__Records shown__
════════

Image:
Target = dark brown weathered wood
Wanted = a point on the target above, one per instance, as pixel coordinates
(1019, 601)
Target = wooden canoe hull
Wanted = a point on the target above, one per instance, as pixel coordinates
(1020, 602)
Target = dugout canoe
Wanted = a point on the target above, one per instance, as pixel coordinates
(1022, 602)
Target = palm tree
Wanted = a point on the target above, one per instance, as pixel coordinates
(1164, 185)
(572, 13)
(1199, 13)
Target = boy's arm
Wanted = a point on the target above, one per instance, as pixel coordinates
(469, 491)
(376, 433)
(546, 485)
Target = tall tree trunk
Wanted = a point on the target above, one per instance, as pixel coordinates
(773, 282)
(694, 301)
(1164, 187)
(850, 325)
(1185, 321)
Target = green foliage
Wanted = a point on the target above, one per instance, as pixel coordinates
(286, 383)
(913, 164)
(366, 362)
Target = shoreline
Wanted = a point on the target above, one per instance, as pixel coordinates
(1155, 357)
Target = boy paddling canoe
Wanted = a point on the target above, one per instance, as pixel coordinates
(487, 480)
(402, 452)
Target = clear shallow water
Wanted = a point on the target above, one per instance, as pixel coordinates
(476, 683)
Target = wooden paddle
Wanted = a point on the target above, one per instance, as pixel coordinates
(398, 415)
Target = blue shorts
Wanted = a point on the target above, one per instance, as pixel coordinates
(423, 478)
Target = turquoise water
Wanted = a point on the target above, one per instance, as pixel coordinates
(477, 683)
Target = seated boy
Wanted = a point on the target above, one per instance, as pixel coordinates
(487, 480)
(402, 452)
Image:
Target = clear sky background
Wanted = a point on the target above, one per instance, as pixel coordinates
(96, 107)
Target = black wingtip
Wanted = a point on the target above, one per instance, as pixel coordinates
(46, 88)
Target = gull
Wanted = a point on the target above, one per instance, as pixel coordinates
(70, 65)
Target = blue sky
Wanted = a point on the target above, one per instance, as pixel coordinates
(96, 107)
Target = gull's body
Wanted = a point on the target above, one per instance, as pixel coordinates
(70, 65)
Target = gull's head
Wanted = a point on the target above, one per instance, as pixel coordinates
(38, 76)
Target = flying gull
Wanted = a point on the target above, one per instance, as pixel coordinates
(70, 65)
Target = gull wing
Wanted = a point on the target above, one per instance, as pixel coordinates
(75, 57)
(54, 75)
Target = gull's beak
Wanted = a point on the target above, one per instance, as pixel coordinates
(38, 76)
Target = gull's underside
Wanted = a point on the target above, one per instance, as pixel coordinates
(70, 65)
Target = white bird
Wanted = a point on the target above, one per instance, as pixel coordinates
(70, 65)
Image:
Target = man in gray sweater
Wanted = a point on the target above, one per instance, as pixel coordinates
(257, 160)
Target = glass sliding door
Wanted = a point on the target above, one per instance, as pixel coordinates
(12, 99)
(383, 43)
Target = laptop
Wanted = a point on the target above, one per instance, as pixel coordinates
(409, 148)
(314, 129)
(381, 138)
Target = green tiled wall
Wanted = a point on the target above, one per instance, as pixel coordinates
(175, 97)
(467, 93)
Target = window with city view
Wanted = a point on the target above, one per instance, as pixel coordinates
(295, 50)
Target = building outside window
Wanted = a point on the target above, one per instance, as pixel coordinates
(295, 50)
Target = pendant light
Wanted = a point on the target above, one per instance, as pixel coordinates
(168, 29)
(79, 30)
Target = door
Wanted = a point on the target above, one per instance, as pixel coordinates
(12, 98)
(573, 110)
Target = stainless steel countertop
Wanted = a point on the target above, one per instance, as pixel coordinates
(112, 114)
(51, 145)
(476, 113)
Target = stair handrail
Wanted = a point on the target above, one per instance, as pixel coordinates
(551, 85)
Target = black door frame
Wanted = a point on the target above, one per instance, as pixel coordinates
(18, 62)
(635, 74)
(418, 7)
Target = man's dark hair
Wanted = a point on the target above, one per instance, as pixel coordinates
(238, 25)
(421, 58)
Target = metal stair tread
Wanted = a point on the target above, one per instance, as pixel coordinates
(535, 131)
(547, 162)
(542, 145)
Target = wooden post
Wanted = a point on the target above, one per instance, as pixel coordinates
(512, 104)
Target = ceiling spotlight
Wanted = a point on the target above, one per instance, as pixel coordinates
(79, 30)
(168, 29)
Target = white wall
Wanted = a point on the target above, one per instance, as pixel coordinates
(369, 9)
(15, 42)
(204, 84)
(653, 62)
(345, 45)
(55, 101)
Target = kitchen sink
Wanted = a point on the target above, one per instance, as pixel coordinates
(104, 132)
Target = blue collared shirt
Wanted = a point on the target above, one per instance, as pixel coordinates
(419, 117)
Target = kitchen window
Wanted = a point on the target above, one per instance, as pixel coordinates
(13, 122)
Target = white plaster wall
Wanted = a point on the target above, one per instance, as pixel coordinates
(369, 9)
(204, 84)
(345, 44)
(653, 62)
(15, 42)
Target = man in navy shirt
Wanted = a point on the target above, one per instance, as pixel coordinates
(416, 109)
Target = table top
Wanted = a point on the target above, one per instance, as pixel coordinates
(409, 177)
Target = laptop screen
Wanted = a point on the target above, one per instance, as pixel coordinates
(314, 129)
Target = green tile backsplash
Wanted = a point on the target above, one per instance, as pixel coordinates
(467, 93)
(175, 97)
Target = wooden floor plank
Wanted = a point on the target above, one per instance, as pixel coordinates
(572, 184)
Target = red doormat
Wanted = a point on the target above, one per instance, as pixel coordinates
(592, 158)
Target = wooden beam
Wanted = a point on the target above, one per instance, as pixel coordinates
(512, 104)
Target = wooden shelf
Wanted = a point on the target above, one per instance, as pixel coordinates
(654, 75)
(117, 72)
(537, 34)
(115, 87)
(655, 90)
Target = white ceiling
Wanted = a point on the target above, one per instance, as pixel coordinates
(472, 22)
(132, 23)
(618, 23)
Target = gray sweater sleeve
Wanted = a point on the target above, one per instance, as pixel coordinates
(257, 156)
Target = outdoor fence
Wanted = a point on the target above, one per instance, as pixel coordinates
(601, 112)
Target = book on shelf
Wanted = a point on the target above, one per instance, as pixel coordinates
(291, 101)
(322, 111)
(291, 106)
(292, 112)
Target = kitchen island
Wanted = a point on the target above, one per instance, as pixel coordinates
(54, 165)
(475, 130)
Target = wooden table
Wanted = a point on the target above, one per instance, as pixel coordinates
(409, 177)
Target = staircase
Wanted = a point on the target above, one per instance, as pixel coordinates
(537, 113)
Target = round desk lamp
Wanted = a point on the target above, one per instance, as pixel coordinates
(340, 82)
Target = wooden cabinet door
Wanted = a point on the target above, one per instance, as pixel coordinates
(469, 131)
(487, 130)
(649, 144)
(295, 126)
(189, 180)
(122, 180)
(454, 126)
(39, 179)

════════

__Work instructions__
Exactly reproduce every line of the data above.

__Result for this task__
Image:
Target = dark brown weathered wood
Wanted = a point on the target above, one per instance, as pixel coordinates
(1019, 601)
Target = wooden canoe hull
Wanted = a point on the target above, one per instance, as pixel coordinates
(1020, 602)
Target = dugout canoe
Wanted = a point on the target above, one per instance, as pixel coordinates
(1022, 602)
Target = palm tree
Wanted = a point on the target above, one per instance, as pixel coordinates
(1164, 185)
(572, 13)
(1199, 13)
Target = boy's arm
Wanted = a point on the target above, one per instance, as pixel coordinates
(469, 491)
(376, 433)
(546, 485)
Target = tall tree trunk
Wanted = a point on the target above, one per instance, as pixel coordinates
(773, 282)
(694, 301)
(1164, 187)
(850, 325)
(1185, 321)
Target = green foliage
Wanted = a point on the target above, one per instance, as pixel coordinates
(286, 383)
(913, 164)
(366, 362)
Target = shoreline
Wanted = a point on the target above, one per instance, as pixel coordinates
(1155, 357)
Target = boy paddling canoe
Wanted = a point on the target above, one per instance, as pixel coordinates
(487, 480)
(402, 452)
Target = clear shallow water
Wanted = a point on the target above, one per instance, as pixel coordinates
(476, 683)
Target = wooden paddle
Wanted = a point on the target above, one per instance, as pixel coordinates
(398, 415)
Target = blue shorts
Wanted = a point on the target above, one per instance, as pixel coordinates
(423, 478)
Target = turquoise water
Wanted = a point on the target above, one per instance, as pixel coordinates
(477, 683)
Target = seated boy
Wanted = a point on the target above, one per instance, as pixel coordinates
(487, 480)
(402, 452)
Image:
Target = clear sky background
Wanted = a point on the target above, one per instance, as pixel coordinates
(96, 107)
Target = black wingtip
Wanted = a point on the target above, one per instance, as pixel coordinates
(46, 88)
Target = gull
Wanted = a point on the target above, one per instance, as pixel coordinates
(70, 65)
Target = blue sky
Wanted = a point on the target above, one per instance, as pixel coordinates
(96, 107)
Target = gull's body
Wanted = a point on the target above, one per instance, as pixel coordinates
(70, 65)
Target = gull's head
Wanted = a point on the target above, one per instance, as pixel coordinates
(38, 76)
Target = flying gull
Wanted = a point on the target above, one per instance, as pixel coordinates
(70, 65)
Target = gull wing
Wanted = a point on the target above, one per instance, as pixel coordinates
(75, 57)
(54, 75)
Target = gull's beak
Wanted = a point on the target above, one per instance, as pixel coordinates
(38, 76)
Target = gull's underside
Wanted = a point on the target above, one per instance, as pixel coordinates
(70, 65)
Target = white bird
Wanted = a point on the target above, one per instance, as pixel coordinates
(70, 65)
Image:
Target = man in gray sweater
Wanted = a point on the target above, one per instance, as pixel coordinates
(257, 160)
Target = glass sliding door
Wanted = a point on the target above, one per instance, as pixel coordinates
(12, 99)
(383, 43)
Target = laptop
Wanted = a point on the target above, one per instance, as pixel coordinates
(409, 148)
(314, 129)
(381, 138)
Target = green tiled wall
Wanted = a point on the target above, one per instance, as pixel coordinates
(175, 97)
(467, 93)
Target = window with city view
Wanted = a point on the target above, one per instance, as pixel coordinates
(295, 50)
Target = building outside window
Wanted = a point on the target above, one per instance, as pixel coordinates
(295, 50)
Target = pendant light
Wanted = a point on the target above, one per instance, as pixel coordinates
(168, 29)
(79, 30)
Target = door
Wanted = a point on the target above, one per instance, as pixel coordinates
(12, 98)
(573, 110)
Target = stainless steel countertop
Wanted = a point on the target above, one per instance, as pixel coordinates
(112, 114)
(51, 145)
(476, 113)
Target = stair handrail
Wanted = a point on the target above, one per instance, as pixel coordinates
(551, 85)
Target = black door frame
Wanted = a point on the target above, one per instance, as pixel coordinates
(18, 62)
(635, 74)
(418, 7)
Target = man's dark hair
Wanted = a point on the target above, one per instance, as pixel coordinates
(238, 25)
(421, 58)
Target = metal stair tread
Wanted = a point on the target above, one per instance, as pixel coordinates
(535, 131)
(547, 162)
(542, 145)
Target = wooden post
Wanted = a point on the target above, one per instance, as pixel coordinates
(512, 104)
Target = ceiling spotlight
Wanted = a point on the target above, one per instance, as pixel coordinates
(79, 30)
(168, 29)
Target = white wall
Wanted = a point on the target above, one per instance, as pixel coordinates
(369, 9)
(15, 42)
(204, 84)
(653, 62)
(345, 45)
(55, 101)
Target = kitchen sink
Wanted = a point on the target above, one per instance, as pixel coordinates
(104, 132)
Target = blue collared shirt
Wanted = a point on the target above, one per instance, as pixel coordinates
(419, 117)
Target = kitchen window
Wanted = a point on the target above, one per instance, as pixel coordinates
(13, 122)
Target = white plaster wall
Wanted = a point on the target above, one per instance, as pixel coordinates
(369, 9)
(204, 84)
(345, 44)
(653, 62)
(15, 42)
Target = man in navy shirt
Wanted = a point on the target above, one per instance, as pixel coordinates
(416, 109)
Target = table top
Wanted = a point on the target above, one per instance, as pixel coordinates
(409, 177)
Target = laptop screen
Wanted = a point on the target above, one per instance, as pixel coordinates
(314, 129)
Target = green tile backsplash
Wanted = a point on the target above, one per instance, as pixel coordinates
(467, 93)
(175, 97)
Target = wooden floor plank
Wanted = a point on the target above, one per instance, as pixel coordinates
(572, 184)
Target = red doormat
Wanted = a point on the target above, one per instance, as pixel coordinates
(592, 158)
Target = wooden beam
Wanted = a point on the target above, one per instance, as pixel coordinates
(512, 104)
Target = wooden shelf
Wanted = a point on the target above, one per instance, as pixel coordinates
(654, 75)
(117, 72)
(537, 34)
(115, 87)
(655, 90)
Target = white ceiling
Wanted = a point on the target above, one per instance, as pixel coordinates
(472, 22)
(132, 23)
(618, 23)
Target = gray sweater sleeve
Wanted = a point on the target above, one per instance, as pixel coordinates
(257, 156)
Target = outdoor fence
Wanted = a point on the target above, one per instance, as pixel coordinates
(601, 112)
Target = book on shelf
Wanted = a point on the target above, one per instance, as pixel coordinates
(291, 101)
(322, 111)
(291, 106)
(292, 112)
Target = kitchen island
Wanted = a point on the target above, one per instance, as pixel coordinates
(54, 165)
(475, 130)
Target = wooden table
Wanted = a point on the target above, one per instance, as pixel coordinates
(409, 177)
Target = staircase
Wanted = a point on the target above, one per instance, as pixel coordinates
(537, 113)
Target = round desk lamp
Wanted = a point on the target above, one per instance, as pixel coordinates
(340, 82)
Target = wooden cabinet door
Wanted = a point on the target above, one per instance, as pixel coordinates
(469, 131)
(487, 130)
(649, 144)
(295, 126)
(189, 180)
(122, 180)
(454, 126)
(39, 179)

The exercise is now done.